(DATA SUPPLIED begins)

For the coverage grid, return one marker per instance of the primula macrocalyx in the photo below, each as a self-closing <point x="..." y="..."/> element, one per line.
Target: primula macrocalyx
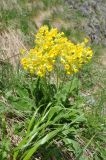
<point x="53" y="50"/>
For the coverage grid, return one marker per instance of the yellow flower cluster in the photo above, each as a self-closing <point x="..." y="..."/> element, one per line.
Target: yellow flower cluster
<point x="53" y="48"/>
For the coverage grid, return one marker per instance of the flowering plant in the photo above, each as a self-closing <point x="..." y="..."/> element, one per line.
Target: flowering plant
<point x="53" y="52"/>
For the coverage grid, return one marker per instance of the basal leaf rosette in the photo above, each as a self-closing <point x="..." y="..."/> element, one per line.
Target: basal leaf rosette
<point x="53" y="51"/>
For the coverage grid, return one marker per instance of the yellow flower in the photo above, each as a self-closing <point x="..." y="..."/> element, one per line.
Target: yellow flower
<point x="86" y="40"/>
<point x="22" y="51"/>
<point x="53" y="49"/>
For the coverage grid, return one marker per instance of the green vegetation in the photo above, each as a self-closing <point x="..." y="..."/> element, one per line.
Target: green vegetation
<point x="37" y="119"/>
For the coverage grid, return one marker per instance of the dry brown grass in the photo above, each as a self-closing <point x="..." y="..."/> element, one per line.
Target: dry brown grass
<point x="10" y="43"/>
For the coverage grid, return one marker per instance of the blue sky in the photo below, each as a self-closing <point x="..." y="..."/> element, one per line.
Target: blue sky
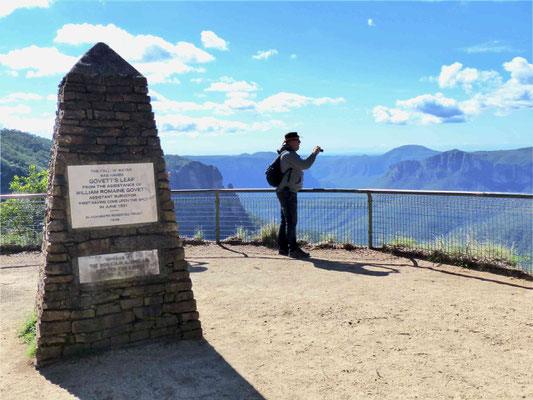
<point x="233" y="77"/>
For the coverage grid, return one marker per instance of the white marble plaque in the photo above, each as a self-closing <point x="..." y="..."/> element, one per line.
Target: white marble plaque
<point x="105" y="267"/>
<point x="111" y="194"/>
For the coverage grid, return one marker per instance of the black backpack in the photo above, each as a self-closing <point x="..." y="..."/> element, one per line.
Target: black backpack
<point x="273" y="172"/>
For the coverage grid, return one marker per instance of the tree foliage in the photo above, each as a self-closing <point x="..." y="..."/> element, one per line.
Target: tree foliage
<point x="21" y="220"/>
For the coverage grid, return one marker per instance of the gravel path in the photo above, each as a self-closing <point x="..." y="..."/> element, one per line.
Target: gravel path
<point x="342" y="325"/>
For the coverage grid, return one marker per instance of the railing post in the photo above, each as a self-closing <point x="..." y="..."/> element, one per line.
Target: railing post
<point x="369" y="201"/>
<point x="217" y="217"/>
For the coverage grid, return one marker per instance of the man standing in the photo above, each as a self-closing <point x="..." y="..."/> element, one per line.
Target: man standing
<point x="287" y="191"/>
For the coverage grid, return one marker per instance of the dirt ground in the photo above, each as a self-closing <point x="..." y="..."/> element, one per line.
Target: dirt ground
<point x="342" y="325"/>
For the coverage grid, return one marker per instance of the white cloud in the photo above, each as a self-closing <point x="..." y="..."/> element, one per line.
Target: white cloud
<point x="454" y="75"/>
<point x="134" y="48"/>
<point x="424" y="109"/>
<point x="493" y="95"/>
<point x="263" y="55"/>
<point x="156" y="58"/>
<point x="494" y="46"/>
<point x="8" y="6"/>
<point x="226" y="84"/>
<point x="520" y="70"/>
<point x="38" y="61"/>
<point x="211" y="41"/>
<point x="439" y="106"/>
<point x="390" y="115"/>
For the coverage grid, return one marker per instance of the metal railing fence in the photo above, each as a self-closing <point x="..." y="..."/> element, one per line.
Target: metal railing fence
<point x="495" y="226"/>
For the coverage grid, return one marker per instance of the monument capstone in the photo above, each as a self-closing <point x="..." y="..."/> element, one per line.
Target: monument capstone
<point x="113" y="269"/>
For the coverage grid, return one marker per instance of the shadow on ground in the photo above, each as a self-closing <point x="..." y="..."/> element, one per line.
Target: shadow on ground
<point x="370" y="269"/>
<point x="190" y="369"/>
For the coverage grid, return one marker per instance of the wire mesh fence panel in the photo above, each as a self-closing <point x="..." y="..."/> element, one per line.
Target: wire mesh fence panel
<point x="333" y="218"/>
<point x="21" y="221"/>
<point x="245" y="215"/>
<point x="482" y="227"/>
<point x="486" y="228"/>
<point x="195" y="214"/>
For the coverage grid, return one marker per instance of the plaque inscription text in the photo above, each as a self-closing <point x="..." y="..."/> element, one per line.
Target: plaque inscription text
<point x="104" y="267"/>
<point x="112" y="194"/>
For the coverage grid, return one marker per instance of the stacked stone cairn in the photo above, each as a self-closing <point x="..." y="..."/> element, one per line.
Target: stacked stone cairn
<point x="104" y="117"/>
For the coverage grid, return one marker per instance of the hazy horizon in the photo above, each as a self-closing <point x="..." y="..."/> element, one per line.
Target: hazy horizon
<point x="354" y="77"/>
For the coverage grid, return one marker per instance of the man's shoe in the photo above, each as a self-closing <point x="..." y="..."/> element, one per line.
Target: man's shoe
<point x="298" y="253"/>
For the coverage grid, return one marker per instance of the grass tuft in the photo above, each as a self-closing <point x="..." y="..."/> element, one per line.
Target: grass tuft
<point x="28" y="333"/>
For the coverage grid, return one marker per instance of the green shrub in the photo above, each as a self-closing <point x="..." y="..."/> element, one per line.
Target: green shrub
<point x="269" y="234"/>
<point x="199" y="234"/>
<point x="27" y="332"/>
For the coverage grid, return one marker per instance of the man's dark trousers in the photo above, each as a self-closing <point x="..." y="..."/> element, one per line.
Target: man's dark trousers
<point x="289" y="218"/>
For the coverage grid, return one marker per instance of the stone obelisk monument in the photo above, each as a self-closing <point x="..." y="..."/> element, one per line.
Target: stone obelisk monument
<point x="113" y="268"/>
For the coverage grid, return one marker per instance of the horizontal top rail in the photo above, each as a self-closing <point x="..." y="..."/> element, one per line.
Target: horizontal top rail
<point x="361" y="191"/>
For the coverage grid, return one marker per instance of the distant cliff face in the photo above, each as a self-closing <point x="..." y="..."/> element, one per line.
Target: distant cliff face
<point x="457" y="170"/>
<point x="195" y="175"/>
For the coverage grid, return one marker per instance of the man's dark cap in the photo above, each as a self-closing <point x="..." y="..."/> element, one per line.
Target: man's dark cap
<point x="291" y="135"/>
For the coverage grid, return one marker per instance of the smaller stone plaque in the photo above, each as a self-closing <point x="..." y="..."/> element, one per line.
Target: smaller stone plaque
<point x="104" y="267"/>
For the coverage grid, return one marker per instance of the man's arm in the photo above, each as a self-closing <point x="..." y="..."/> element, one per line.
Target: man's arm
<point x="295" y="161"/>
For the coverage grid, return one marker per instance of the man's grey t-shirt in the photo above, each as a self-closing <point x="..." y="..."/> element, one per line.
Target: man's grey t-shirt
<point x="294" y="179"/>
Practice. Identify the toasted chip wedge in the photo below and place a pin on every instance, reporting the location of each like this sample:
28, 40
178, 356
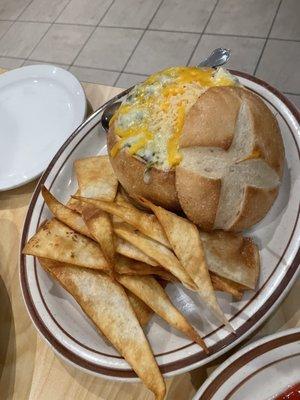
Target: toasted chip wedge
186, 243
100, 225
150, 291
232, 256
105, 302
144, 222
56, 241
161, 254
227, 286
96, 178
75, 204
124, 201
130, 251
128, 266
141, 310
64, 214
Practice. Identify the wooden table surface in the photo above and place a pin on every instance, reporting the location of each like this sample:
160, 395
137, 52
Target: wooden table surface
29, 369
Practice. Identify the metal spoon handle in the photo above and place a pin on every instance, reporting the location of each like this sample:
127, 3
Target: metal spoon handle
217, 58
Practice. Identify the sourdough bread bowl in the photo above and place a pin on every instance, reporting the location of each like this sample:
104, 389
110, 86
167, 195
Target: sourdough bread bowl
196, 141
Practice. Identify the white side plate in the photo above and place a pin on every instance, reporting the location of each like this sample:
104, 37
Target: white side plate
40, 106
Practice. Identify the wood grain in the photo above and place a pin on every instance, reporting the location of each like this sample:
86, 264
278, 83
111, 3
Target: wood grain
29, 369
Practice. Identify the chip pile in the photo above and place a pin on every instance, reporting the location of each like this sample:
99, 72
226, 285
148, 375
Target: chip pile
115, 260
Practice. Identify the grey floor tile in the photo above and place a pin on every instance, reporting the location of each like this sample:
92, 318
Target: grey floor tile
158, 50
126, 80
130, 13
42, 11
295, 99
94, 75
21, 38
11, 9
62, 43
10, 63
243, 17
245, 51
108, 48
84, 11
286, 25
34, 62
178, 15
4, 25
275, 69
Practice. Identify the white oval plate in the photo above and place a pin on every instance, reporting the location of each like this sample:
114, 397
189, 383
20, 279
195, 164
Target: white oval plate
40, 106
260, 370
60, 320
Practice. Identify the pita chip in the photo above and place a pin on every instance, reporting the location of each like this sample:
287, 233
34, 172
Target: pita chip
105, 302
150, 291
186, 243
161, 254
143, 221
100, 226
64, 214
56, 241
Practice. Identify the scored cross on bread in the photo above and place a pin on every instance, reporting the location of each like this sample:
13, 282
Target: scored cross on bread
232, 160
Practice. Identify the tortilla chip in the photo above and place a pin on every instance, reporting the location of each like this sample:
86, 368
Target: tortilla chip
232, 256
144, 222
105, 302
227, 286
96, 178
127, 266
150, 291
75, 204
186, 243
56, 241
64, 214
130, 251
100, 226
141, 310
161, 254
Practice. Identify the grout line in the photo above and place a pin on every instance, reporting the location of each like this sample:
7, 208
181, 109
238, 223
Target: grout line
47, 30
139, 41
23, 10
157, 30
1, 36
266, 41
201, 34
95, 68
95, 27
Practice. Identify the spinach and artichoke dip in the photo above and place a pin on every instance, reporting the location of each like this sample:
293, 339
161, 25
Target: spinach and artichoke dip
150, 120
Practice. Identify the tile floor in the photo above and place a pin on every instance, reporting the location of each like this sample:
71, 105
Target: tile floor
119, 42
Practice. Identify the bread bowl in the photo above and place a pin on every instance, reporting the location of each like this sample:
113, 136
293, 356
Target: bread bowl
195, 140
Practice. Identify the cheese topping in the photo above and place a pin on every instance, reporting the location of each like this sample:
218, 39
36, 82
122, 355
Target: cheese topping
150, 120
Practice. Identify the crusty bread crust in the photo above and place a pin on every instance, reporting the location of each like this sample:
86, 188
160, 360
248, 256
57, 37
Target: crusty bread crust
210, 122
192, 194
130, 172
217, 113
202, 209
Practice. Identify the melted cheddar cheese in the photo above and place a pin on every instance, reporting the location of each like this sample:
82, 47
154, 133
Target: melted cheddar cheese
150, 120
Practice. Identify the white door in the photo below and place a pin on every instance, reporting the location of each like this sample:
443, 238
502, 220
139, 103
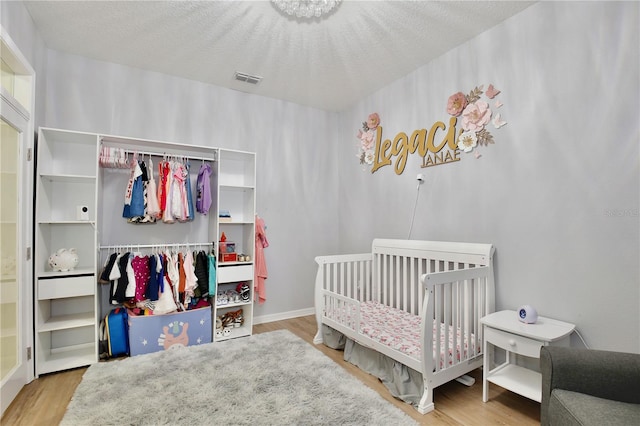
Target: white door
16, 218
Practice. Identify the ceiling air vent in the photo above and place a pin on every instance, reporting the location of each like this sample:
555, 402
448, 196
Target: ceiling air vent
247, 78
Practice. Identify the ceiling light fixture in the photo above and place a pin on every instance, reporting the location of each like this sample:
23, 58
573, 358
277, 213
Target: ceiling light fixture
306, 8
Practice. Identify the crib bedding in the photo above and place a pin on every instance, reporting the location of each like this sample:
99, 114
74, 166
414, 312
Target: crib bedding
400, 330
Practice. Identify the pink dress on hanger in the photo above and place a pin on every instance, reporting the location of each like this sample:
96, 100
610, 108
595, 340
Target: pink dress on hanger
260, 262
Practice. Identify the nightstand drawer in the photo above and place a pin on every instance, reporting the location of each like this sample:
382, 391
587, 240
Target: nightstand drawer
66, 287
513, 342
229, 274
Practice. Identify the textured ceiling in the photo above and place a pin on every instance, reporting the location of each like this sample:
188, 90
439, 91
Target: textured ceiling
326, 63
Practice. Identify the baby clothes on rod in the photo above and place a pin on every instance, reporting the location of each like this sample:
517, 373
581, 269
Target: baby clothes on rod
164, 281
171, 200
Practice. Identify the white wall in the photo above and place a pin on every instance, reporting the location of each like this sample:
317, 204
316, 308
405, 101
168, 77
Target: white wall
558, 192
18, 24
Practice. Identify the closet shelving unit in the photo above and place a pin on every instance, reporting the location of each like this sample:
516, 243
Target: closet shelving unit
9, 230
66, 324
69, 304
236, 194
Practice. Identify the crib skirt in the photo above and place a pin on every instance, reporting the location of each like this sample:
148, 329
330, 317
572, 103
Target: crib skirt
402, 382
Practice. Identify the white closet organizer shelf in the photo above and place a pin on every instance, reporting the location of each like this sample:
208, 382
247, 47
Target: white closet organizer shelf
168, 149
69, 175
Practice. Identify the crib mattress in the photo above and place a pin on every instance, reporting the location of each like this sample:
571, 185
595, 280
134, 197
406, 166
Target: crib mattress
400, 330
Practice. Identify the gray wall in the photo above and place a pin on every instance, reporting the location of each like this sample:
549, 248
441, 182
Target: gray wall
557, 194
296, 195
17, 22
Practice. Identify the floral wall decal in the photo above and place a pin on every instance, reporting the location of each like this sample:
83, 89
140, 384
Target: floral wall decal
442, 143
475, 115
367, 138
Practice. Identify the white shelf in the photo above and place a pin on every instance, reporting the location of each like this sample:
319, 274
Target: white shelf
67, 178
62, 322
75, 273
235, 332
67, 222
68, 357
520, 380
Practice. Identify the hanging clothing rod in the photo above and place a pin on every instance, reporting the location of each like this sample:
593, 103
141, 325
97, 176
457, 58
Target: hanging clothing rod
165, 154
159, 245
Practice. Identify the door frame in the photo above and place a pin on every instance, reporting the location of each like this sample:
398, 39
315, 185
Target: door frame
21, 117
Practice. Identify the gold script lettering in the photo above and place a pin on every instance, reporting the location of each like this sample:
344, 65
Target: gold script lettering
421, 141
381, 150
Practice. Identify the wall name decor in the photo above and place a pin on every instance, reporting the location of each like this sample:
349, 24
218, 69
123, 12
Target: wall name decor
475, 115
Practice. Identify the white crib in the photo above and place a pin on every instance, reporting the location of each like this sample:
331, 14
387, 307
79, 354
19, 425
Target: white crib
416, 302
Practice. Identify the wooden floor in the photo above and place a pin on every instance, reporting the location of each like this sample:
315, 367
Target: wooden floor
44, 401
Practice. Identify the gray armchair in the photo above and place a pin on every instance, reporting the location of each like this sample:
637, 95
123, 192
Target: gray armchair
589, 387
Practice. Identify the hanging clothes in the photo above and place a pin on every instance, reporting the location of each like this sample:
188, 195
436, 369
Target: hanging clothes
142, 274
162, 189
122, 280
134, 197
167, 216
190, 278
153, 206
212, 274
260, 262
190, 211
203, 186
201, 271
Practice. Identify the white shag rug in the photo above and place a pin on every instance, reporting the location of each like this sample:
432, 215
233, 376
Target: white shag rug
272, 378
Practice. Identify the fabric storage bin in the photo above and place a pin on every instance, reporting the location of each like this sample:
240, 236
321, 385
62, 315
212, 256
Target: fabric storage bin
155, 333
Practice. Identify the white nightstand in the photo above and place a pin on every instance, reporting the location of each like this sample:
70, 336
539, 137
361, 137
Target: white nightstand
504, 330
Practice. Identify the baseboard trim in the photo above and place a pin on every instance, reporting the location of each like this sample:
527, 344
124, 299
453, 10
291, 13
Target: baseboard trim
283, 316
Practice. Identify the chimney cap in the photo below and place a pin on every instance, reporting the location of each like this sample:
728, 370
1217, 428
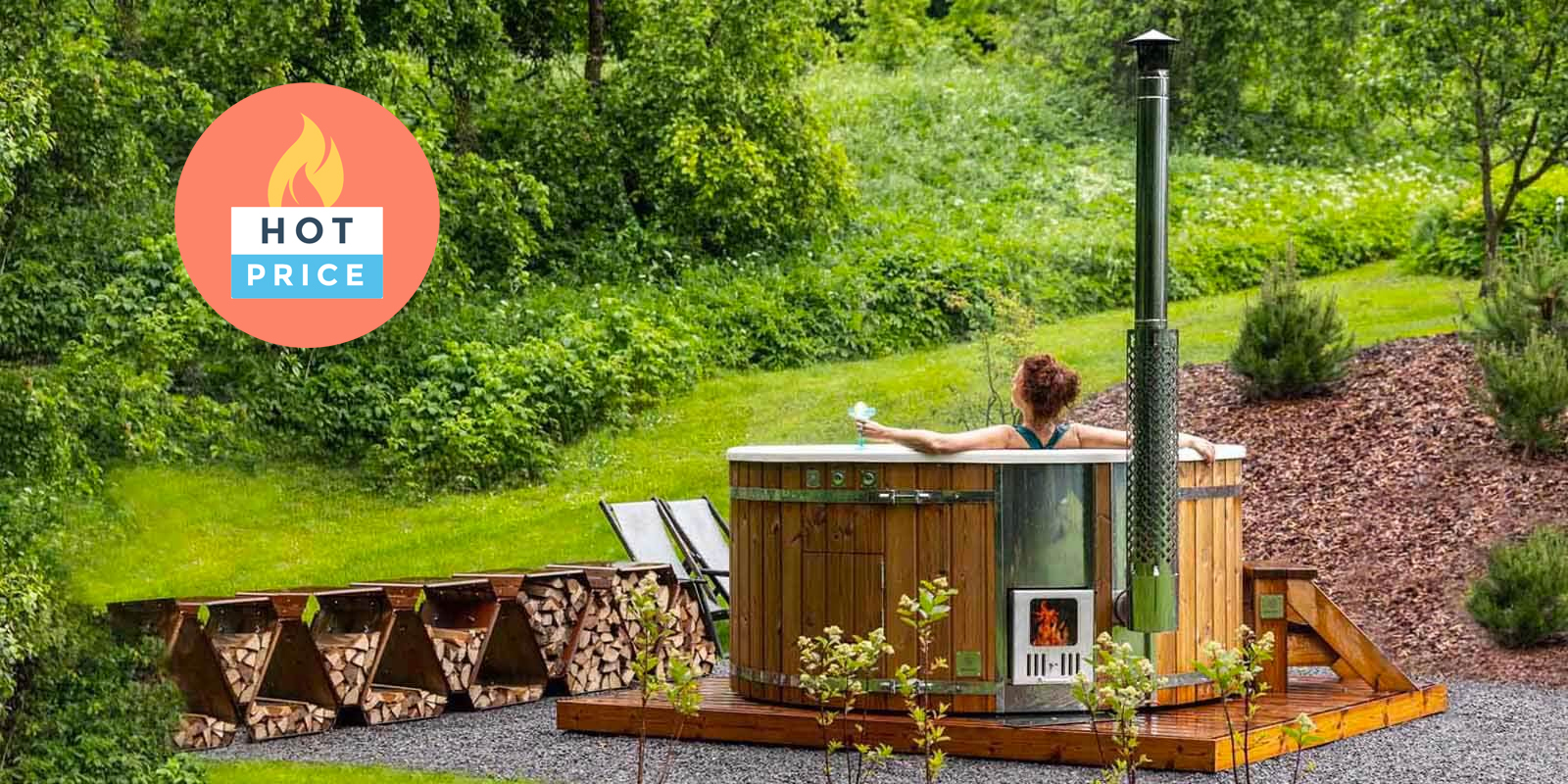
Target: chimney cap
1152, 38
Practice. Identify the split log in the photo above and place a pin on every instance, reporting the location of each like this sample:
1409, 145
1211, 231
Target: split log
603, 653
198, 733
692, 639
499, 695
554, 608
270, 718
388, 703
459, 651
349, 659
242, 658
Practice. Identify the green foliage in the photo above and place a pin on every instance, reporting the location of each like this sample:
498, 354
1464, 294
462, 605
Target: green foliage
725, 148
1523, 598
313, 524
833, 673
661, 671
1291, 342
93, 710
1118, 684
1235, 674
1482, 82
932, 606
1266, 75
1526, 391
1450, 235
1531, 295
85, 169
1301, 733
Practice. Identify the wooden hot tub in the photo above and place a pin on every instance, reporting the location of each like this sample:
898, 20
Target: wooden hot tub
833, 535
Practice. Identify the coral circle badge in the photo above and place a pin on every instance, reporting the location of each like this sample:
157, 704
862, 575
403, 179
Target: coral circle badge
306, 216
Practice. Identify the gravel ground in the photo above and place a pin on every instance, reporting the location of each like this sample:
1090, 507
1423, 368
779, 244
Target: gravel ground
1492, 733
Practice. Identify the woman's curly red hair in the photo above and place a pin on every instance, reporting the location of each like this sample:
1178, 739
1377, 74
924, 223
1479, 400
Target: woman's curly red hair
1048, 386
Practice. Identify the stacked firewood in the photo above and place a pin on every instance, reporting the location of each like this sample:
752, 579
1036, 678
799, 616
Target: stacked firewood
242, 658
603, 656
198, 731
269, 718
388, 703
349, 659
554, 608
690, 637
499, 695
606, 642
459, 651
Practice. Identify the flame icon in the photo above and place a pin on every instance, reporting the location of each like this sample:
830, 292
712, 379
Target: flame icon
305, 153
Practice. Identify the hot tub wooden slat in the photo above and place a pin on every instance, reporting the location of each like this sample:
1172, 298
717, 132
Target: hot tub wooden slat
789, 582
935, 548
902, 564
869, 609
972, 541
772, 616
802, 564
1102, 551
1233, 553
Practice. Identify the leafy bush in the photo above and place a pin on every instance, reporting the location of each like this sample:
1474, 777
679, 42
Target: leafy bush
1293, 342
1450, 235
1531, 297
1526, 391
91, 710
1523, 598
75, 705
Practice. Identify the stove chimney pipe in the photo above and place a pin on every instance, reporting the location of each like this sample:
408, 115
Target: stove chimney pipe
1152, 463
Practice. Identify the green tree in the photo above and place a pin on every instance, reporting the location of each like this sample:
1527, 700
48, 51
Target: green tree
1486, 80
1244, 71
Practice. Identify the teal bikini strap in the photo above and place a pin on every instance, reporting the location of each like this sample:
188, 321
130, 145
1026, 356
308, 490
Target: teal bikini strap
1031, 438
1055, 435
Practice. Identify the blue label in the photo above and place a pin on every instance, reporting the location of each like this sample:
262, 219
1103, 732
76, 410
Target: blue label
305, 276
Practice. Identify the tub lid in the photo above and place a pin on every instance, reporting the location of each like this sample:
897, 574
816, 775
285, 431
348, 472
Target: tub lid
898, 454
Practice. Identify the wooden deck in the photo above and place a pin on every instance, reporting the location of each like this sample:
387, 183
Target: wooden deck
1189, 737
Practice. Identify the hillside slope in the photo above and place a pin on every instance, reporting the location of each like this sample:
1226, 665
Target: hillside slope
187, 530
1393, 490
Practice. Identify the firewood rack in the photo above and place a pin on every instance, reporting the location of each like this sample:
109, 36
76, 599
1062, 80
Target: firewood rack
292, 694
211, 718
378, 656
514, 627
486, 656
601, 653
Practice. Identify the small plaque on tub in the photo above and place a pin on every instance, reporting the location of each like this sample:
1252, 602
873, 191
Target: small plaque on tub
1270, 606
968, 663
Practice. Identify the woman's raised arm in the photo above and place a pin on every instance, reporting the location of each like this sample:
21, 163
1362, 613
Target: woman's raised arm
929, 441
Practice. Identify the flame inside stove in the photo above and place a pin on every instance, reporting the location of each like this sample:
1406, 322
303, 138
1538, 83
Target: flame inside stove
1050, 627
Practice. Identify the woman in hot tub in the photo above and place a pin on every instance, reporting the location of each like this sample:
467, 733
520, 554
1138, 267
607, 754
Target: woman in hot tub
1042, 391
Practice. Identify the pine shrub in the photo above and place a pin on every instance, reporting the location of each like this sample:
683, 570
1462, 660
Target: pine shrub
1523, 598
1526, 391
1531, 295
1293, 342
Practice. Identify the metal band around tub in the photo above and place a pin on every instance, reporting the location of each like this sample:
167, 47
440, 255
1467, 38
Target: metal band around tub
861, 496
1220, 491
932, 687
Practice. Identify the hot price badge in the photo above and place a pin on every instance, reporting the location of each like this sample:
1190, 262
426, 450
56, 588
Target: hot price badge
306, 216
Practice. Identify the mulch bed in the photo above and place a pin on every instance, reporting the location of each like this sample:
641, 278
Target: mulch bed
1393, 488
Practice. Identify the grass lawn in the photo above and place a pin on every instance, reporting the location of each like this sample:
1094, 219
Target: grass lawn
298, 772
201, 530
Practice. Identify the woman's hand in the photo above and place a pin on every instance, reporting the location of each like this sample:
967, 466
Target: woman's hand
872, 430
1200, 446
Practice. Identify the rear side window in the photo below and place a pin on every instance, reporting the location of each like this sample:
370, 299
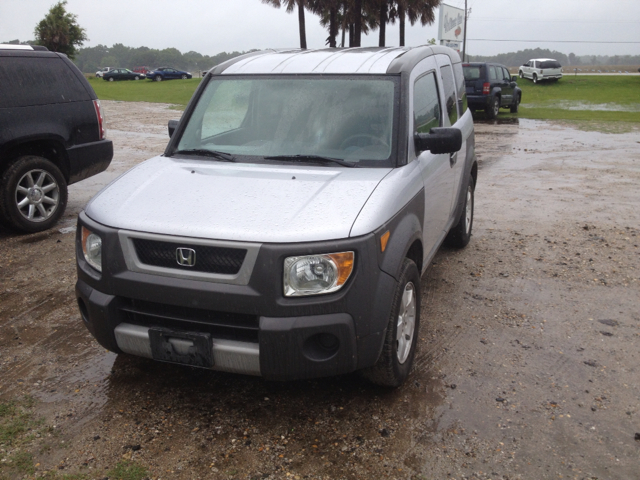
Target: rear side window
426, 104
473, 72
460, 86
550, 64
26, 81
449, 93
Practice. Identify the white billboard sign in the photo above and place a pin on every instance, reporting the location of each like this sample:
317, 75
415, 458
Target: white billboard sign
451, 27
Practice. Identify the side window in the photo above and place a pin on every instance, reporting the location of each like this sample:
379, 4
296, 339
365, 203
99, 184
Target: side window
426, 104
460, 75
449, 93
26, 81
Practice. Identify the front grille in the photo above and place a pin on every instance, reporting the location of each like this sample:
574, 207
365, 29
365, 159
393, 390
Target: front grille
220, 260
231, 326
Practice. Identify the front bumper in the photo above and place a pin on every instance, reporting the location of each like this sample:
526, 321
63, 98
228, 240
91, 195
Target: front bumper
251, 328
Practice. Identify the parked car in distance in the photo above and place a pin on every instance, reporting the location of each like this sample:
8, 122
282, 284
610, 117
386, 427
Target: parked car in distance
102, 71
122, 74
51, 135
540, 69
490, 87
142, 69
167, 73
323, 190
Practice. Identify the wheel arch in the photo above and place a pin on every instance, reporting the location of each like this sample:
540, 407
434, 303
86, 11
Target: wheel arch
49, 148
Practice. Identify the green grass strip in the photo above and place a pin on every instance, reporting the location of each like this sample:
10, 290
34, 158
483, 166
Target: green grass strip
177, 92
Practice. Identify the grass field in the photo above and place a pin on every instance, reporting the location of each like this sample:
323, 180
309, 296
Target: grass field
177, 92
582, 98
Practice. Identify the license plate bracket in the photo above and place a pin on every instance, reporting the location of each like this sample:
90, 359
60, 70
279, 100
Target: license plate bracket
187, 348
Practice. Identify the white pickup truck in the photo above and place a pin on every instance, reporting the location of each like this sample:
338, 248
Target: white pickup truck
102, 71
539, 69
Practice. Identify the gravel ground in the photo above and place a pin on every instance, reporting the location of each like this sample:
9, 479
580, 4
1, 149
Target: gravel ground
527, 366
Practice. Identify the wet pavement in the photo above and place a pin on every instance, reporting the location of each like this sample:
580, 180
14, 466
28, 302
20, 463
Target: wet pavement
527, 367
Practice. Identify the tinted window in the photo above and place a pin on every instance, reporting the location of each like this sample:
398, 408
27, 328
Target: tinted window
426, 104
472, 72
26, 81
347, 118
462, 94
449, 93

(DATA SUPPLIED ends)

▶ _WHAT THE EXERCISE ASKS_: Could you restate word for word the lines above, from the one that contains "Target: gray wall" through the one that contains "Practice. Identify the wooden floor", and no others?

▶ _WRITTEN ANSWER_:
Target: gray wall
557, 194
296, 195
17, 22
Practice. Identify the floral wall decal in the photo above and place a pin on every instance, reporting the location of each like this sample:
83, 89
140, 384
Target: floral wall decal
442, 143
475, 115
367, 138
Practice. Identify the white shelf in the photo above and place a pin on every instance, reporting the location of each like this sample:
319, 274
Target: white shelf
67, 178
62, 322
75, 273
235, 332
67, 222
68, 357
520, 380
Practice. Identify the hanging clothing rod in the photo above and place a pin on every instance, reporting the location of each like this sample:
593, 103
141, 325
97, 176
457, 58
Target: hanging clothing rod
165, 154
159, 245
Practice. Identify the door frame in the photo above and place a pin on every instance, reporting the location of each like this sample:
398, 39
315, 185
Target: door frame
21, 117
Practice. Identify the gold script lettering in the photo above and place a pin on every instance, reporting the location of each like this sample:
344, 65
Target: gold script lettering
421, 141
381, 150
Practice. Identify the wall name decor in the photo above and place a pin on every instance, reporting the location of each like this sample:
349, 24
218, 69
123, 12
Target: wall name decor
475, 115
Practice. Identify the white crib in the photo above and place a pin on every instance, reporting the location of each like this sample:
331, 14
387, 307
79, 354
19, 425
Target: white crib
416, 302
Practice. Identify the wooden floor in the photo above and place a pin on every instance, reporting the location of each like this sample:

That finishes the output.